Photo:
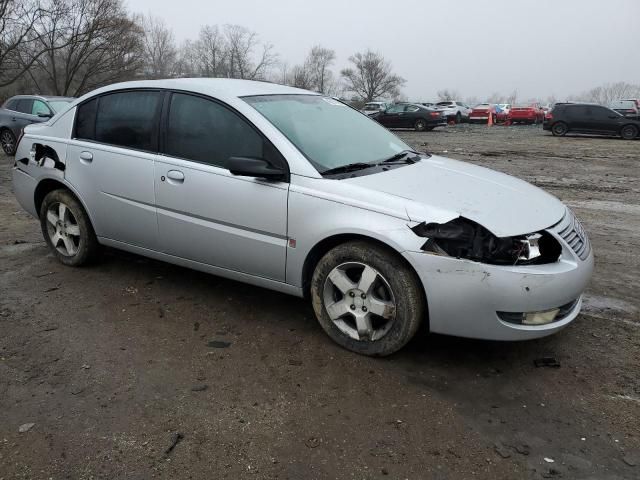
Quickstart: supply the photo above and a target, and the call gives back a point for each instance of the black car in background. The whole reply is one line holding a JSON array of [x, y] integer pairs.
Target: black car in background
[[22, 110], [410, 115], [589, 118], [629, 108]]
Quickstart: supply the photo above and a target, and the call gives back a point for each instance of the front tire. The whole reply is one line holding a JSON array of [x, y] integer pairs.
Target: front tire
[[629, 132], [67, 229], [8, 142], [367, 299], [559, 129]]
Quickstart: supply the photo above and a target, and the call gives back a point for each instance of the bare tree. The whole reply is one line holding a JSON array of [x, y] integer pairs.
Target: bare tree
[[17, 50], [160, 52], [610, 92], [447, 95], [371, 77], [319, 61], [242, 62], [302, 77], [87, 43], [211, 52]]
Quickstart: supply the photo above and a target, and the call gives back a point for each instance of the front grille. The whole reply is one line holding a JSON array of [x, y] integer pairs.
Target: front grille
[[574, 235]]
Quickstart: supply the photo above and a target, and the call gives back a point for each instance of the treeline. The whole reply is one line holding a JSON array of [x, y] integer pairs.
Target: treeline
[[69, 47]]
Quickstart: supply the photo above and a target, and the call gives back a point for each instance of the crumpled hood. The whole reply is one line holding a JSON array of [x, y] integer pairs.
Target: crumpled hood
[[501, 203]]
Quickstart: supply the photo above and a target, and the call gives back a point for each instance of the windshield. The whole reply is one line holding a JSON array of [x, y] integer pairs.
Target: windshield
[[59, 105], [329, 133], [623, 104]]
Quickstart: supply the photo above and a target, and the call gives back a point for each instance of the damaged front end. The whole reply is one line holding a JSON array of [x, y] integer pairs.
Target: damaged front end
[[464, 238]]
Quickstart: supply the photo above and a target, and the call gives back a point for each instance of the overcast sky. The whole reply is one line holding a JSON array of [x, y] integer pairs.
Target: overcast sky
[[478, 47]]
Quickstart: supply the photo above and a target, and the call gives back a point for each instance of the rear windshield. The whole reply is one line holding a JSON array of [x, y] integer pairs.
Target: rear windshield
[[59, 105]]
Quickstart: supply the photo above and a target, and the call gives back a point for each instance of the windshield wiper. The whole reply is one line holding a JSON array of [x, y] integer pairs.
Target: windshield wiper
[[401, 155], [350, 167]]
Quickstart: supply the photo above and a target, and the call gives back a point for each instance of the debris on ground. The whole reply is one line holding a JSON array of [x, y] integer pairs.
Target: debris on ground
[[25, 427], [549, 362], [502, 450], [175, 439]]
==
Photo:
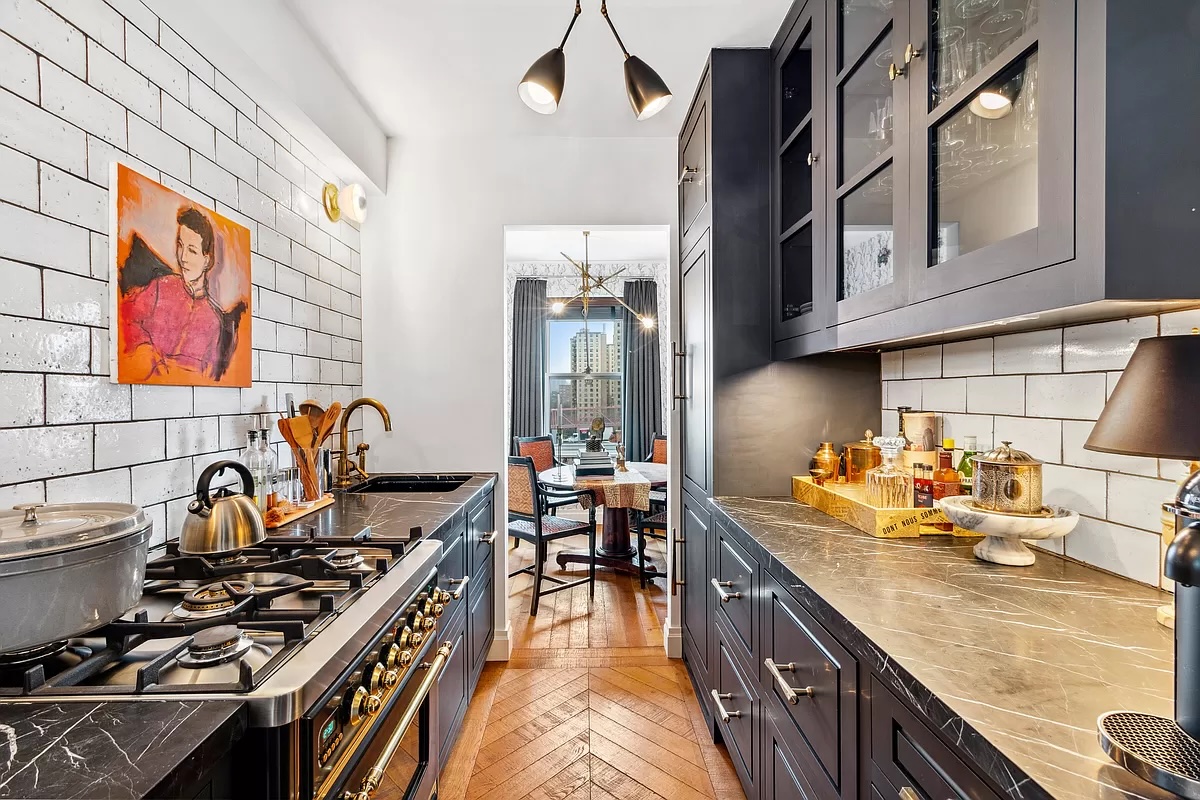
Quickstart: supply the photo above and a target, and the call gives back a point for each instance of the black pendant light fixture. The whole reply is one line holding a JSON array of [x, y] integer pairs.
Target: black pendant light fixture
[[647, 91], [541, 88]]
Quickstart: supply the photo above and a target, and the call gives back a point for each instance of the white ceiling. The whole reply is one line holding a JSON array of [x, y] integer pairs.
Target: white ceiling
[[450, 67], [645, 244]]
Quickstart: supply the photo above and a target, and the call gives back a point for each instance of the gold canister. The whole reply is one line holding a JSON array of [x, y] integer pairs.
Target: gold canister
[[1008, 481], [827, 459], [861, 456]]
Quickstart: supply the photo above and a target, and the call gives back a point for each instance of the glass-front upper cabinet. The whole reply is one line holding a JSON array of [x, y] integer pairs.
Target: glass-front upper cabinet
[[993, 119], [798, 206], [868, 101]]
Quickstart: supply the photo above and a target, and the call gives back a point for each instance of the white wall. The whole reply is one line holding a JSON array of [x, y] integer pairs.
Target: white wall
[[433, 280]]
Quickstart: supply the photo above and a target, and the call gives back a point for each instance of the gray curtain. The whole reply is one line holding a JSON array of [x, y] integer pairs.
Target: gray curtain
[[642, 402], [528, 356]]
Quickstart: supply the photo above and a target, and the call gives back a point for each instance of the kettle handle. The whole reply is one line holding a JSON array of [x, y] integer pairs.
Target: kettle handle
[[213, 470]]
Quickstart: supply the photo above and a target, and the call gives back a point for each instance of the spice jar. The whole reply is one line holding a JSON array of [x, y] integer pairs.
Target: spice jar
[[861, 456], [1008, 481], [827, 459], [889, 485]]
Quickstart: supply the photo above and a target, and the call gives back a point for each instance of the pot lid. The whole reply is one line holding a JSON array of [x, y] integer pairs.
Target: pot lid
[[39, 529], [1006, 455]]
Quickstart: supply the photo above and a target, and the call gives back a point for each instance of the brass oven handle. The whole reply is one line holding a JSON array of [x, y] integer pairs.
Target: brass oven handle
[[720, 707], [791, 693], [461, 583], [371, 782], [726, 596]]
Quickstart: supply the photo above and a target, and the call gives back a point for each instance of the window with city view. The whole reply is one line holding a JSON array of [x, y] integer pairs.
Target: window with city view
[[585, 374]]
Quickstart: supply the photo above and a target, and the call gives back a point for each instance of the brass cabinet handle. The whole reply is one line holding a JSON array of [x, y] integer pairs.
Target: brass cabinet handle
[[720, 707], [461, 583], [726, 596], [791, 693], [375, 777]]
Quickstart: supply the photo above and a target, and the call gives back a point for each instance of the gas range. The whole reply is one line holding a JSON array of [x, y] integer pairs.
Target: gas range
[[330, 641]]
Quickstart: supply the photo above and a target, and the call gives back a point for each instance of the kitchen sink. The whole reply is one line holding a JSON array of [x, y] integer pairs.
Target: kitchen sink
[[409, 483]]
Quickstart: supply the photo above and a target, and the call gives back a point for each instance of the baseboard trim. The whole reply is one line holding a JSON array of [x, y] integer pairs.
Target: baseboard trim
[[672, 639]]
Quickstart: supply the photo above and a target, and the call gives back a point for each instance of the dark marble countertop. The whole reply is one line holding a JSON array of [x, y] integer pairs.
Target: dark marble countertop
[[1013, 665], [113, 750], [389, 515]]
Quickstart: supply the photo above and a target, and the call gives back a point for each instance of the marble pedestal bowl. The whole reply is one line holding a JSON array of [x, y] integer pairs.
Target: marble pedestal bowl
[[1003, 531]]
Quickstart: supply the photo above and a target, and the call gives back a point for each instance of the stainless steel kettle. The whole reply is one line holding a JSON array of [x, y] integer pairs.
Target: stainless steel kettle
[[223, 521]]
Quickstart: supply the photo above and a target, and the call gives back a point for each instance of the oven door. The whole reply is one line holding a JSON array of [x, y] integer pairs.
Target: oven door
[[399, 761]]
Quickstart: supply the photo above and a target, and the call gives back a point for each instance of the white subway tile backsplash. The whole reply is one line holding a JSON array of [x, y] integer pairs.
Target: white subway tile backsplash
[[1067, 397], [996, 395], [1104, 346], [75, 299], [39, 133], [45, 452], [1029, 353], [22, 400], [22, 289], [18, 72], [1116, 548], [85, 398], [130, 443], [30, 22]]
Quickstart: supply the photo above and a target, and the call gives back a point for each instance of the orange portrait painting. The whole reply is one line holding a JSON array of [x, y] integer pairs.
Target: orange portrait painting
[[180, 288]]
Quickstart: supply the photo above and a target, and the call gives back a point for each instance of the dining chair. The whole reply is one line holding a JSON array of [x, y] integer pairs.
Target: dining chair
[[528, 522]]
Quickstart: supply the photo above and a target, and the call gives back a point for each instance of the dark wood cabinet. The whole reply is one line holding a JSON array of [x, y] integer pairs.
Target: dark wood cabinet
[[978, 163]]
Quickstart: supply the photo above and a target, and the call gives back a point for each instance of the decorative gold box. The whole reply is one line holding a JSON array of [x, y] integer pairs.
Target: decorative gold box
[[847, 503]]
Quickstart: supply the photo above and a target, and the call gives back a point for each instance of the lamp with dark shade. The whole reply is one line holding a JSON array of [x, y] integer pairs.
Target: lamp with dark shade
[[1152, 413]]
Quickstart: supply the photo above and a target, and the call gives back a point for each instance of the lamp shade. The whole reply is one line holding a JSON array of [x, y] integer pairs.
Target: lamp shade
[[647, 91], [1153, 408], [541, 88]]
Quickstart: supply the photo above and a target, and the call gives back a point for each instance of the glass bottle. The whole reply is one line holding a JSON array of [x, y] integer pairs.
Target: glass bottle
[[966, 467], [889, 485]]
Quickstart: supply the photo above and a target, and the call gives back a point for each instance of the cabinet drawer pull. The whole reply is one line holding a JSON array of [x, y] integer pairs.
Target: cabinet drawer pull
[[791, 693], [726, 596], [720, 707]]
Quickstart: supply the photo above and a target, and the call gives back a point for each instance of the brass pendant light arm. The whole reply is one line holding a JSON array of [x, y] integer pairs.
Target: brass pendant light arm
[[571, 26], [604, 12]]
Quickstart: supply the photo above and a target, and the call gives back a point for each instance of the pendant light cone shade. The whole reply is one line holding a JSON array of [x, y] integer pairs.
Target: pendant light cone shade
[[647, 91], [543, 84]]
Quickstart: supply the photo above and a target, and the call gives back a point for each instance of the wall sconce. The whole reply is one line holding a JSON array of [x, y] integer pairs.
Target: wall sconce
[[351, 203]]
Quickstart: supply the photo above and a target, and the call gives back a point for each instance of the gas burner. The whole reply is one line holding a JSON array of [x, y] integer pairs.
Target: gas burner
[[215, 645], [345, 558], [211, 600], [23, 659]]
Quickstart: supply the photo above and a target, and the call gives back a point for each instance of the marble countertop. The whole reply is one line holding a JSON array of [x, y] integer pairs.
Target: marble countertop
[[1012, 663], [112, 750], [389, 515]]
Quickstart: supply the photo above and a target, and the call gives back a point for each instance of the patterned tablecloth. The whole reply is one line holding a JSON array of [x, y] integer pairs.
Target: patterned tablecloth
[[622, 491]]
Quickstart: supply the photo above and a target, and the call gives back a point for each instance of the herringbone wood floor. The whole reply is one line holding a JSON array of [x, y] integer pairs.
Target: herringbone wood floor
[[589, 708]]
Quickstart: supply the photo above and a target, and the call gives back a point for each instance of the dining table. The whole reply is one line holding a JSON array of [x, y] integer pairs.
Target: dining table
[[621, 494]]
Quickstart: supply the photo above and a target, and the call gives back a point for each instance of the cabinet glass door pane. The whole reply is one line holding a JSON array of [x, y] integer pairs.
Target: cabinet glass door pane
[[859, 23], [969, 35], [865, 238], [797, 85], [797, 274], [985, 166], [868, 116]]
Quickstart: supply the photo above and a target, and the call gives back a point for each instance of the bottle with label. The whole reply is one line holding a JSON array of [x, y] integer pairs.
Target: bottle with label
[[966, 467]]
==
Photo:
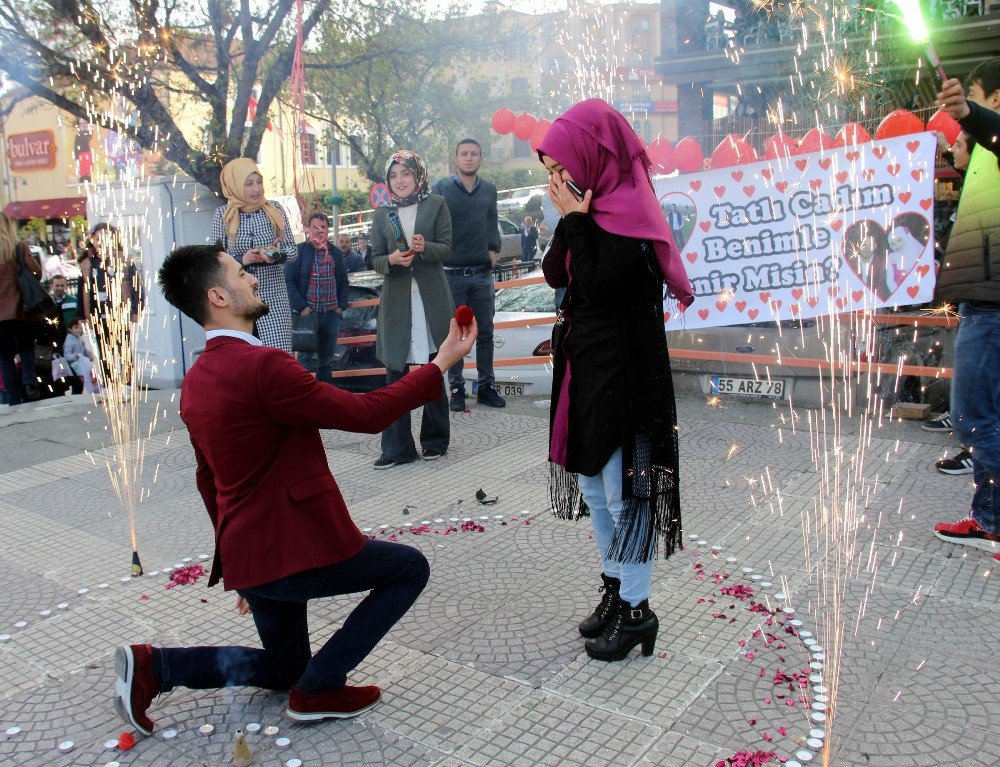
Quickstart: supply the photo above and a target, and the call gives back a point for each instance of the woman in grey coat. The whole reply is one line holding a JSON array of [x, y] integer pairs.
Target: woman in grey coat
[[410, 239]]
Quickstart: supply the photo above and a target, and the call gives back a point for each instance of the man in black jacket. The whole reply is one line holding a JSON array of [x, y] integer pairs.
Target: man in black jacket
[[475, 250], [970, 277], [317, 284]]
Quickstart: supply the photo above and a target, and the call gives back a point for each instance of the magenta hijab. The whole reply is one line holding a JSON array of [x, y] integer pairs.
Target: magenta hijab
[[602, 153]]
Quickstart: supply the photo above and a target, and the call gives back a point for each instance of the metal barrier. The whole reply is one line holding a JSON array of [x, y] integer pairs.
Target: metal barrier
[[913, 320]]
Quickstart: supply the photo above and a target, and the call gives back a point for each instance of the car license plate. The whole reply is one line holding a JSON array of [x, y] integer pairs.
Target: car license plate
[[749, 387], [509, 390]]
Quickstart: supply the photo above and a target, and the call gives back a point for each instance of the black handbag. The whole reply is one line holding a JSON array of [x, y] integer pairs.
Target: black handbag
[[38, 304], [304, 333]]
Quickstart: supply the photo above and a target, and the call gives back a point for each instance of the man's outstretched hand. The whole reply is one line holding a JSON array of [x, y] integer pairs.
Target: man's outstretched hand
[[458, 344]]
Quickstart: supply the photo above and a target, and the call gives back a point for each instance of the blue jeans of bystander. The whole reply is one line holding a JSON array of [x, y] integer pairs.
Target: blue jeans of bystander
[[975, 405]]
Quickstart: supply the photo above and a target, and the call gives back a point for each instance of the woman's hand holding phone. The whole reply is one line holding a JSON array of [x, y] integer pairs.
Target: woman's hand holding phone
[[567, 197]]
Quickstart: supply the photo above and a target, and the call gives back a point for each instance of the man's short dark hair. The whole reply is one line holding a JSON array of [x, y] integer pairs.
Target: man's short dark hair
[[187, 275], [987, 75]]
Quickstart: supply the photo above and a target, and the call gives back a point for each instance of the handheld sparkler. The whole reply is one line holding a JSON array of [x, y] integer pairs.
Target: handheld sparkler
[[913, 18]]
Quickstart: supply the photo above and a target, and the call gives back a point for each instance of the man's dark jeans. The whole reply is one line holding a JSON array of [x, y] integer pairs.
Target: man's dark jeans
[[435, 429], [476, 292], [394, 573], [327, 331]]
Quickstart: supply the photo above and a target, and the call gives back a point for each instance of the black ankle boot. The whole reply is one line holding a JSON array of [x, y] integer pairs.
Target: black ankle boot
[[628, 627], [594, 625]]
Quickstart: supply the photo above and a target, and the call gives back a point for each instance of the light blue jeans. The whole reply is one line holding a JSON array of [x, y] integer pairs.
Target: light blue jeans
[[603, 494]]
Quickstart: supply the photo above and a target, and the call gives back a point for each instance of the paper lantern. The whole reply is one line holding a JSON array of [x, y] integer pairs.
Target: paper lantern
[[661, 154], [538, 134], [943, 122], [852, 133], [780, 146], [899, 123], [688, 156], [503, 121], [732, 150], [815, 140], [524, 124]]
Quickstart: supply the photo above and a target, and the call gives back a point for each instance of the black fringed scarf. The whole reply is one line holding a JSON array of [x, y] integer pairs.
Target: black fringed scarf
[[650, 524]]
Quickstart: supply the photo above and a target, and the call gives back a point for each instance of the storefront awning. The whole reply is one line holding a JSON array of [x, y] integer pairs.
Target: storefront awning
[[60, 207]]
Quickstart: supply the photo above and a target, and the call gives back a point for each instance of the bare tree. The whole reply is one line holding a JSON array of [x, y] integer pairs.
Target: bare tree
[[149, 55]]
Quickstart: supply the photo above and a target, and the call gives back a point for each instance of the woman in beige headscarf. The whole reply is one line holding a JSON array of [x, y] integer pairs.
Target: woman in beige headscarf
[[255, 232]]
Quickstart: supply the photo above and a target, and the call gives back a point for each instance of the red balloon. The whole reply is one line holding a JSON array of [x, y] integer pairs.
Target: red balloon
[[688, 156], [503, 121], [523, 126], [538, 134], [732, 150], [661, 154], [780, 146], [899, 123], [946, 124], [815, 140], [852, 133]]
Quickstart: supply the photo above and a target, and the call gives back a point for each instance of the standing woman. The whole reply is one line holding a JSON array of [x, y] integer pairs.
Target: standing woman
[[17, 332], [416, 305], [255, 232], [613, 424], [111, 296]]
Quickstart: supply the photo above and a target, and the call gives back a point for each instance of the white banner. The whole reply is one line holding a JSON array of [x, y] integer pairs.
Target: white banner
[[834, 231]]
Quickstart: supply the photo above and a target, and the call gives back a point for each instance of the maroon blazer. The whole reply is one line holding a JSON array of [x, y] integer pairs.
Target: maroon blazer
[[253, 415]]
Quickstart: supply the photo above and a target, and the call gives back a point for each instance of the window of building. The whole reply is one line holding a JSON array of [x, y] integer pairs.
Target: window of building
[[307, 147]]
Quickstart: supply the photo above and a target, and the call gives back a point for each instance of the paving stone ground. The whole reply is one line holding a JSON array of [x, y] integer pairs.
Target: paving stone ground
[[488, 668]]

TASK PROMPT: Give as a JSON list of strings, one per line with blank lines omitted, everything in the records from the line that contains "of the paving" down to the line that contains "[[488, 668]]", both included.

EXPECTED ANSWER:
[
  "Quickstart: supply the photo above and a target, and the call gives back a point for each instance of the paving stone ground. The whole reply is one line holding a JSON array of [x, y] integer pairs.",
  "Target: paving stone ground",
  "[[488, 668]]"
]